** Consignes de l'exercice **
(A) Résumez en deux phrases l'extrait sur l'idiotie et la folie.
(B) Indiquez si chaque affirmation concorde avec l'extrait sur l'idiotie et la folie en répondant par oui ou non. Citez les mots décisifs de l'extrait.
(i) La supériorité morale suit toujours la supériorité intellectuelle.
(ii) L'idiot, à l'état d'Esprit, a très souvent conscience de son état mental.
(iii) L'Esprit, à l'état de liberté, agit sur la matière à l'aide d'organes spéciaux.
(C) Reprenez l'extrait sur l'idiotie et la folie à la suite de sa dernière phrase.

** Extrait présenté **
◆ ◆ ◆ ◆ ◆ ◆ ◆

373. Quel peut être le mérite de l'existence pour des êtres qui, comme les idiots et les crétins, ne pouvant faire ni bien ni mal, ne peuvent progresser ?
« C'est une expiation imposée à l'abus que l'on a pu faire de certaines facultés ; c'est un temps d'arrêt. »
— Un corps d'idiot peut ainsi renfermer un Esprit qui aurait animé un homme de génie dans une précédente existence ?
« Oui, le génie devient parfois un fléau quand on en abuse. »
La supériorité morale n'est pas toujours en raison de la supériorité intellectuelle, et les plus grands génies peuvent avoir beaucoup à expier ; de là souvent pour eux une existence inférieure à celle qu'ils ont déjà accomplie, et une cause de souffrances ; les entraves que l'Esprit éprouve dans ses manifestations sont pour lui comme les chaînes qui compriment les mouvements d'un homme vigoureux. On peut dire que le crétin et l'idiot sont estropiés par le cerveau, comme le boiteux l'est par les jambes, l'aveugle par les yeux.
374. L'idiot, à l'état d'Esprit, a-t-il la conscience de son état mental ?
« Oui, très souvent ; il comprend que les chaînes qui entravent son essor sont une épreuve et une expiation. »
375. Quelle est la situation de l'Esprit dans la folie ?
« L'Esprit, à l'état de liberté, reçoit directement ses impressions et exerce directement son action sur la matière ; mais, incarné, il se trouve dans des conditions toutes différentes, et dans la nécessité de ne le faire qu'à l'aide d'organes spéciaux. Qu'une partie ou l'ensemble de ces organes soit altéré, son action ou ses impressions, en ce qui concerne ces organes, sont interrompues. S'il perd les yeux, il devient aveugle ; si c'est l'ouïe, il devient sourd, etc.. Imagine maintenant que l'organe qui préside aux effets de l'intelligence et de la volonté soit partiellement ou entièrement attaqué ou modifié, il te sera facile de comprendre que l'Esprit n'ayant plus à son service que des organes incomplets ou dénaturés, il en doit résulter une perturbation dont l'Esprit, par lui-même et dans son for intérieur, a parfaite conscience, mais dont il n'est pas maître d'arrêter le cours. »
— C'est alors toujours le corps et non l'Esprit qui est désorganisé ?

◆ ◆ ◆ ◆ ◆ ◆ ◆

Enregistrements d'identification de position
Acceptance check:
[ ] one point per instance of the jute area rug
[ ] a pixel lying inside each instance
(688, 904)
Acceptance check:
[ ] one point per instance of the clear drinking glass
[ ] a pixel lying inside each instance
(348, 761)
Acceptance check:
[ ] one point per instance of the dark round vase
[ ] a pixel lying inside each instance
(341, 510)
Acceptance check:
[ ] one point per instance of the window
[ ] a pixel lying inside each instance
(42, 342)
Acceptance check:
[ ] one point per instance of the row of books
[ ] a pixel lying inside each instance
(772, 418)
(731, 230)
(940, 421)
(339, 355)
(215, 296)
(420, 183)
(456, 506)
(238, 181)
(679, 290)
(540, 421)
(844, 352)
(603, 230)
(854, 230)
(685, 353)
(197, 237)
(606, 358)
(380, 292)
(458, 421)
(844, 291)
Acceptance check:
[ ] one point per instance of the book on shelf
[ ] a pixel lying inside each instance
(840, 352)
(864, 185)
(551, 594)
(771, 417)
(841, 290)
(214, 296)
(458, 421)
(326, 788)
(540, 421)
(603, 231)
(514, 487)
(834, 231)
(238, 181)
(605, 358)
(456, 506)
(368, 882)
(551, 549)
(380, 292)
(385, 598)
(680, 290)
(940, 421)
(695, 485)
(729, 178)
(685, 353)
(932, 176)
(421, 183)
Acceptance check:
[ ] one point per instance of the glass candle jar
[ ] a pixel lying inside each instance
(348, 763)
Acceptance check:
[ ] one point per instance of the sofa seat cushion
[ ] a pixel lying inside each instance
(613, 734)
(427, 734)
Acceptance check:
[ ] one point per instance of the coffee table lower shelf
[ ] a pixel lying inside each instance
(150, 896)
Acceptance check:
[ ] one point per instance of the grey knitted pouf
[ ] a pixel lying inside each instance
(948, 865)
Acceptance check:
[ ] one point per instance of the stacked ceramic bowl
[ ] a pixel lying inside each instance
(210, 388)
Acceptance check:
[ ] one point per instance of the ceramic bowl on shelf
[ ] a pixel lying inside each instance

◆ ◆ ◆ ◆ ◆ ◆ ◆

** Réponses finales **
(A) Selon l'extrait, l'existence des idiots et des crétins est une expiation imposée à l'abus de certaines facultés, et un corps d'idiot peut renfermer un Esprit qui aurait animé un homme de génie. Dans la folie, l'Esprit incarné ne dispose plus que d'organes incomplets ou dénaturés, d'où une perturbation dont il a parfaite conscience mais dont il n'est pas maître d'arrêter le cours.

(B)
(i) Non : « La supériorité morale n'est pas toujours en raison de la supériorité intellectuelle ».
(ii) Oui : « Oui, très souvent ».
(iii) Non : « L'Esprit, à l'état de liberté, reçoit directement ses impressions et exerce directement son action sur la matière ».

(C)
« Oui, mais il ne faut pas perdre de vue que, de même que l'Esprit agit sur la matière, celle-ci réagit sur lui dans une certaine mesure, et que l'Esprit peut se trouver momentanément impressionné par l'altération des organes par lesquels il se manifeste et reçoit ses impressions. Il peut arriver qu'à la longue, quand la folie a duré longtemps, la répétition des mêmes actes finisse par avoir sur l'Esprit une influence dont il n'est délivré qu'après sa complète séparation de toute impression matérielle. »
376. D'où vient que la folie porte quelquefois au suicide ?
« L'Esprit souffre de la contrainte qu'il éprouve et de l'impuissance où il est de se manifester librement, c'est pourquoi il cherche dans la mort un moyen de briser ses liens. »
377. L'Esprit de l'aliéné se ressent-il après la mort du dérangement de ses facultés ?
« Il peut s'en ressentir quelque temps après la mort jusqu'à ce qu'il soit complètement dégagé de la matière, comme l'homme qui s'éveille se ressent quelque temps du trouble où le sommeil l'a plongé. »
378. Comment l'altération du cerveau peut-elle réagir sur l'Esprit après la mort ?
« C'est un souvenir ; un poids pèse sur l'Esprit, et comme il n'a pas eu l'intelligence de tout ce qui s'est passé durant sa folie, il lui faut toujours un certain temps pour se remettre au courant ; c'est pour cela que plus a duré la folie pendant la vie, plus longtemps dure la gêne, la contrainte après la mort. L'Esprit dégagé du corps se ressent quelque temps de l'impression de ses liens. »
De l'enfance.
379. L'Esprit qui anime le corps d'un enfant est-il aussi développé que celui d'un adulte ?
« Il peut l'être davantage s'il a plus progressé ; ce ne sont que les organes imparfaits qui l'empêchent de se manifester. Il agit en raison de l'instrument à l'aide duquel il peut se produire. »
380. Dans un enfant en bas âge, l'Esprit, en dehors de l'obstacle que l'imperfection des organes oppose à sa libre manifestation, pense-t-il comme un enfant ou comme un adulte ?
« Lorsqu'il est enfant, il est naturel que les organes de l'intelligence, n'étant pas développés, ne peuvent pas lui donner toute l'intuition d'un adulte ; il a, en effet, l'intelligence très bornée, en attendant que l'âge ait mûri sa raison. Le trouble qui accompagne l'incarnation ne cesse pas subitement au moment de la naissance ; il ne se dissipe que graduellement avec le développement des organes. »
Une observation vient à l'appui de cette réponse : c'est que les rêves chez un enfant n'ont pas le caractère de ceux d'un adulte ; leur objet est presque toujours puéril, ce qui est un indice de la nature des préoccupations de l'Esprit.
381. A la mort de l'enfant, l'Esprit reprend-il immédiatement sa vigueur première ?
« Il le doit, puisqu'il est débarrassé de son enveloppe charnelle ; cependant il ne reprend sa lucidité première que lorsque la séparation est complète, c'est-à-dire lorsqu'il n'existe plus aucun lien entre l'Esprit et le corps. »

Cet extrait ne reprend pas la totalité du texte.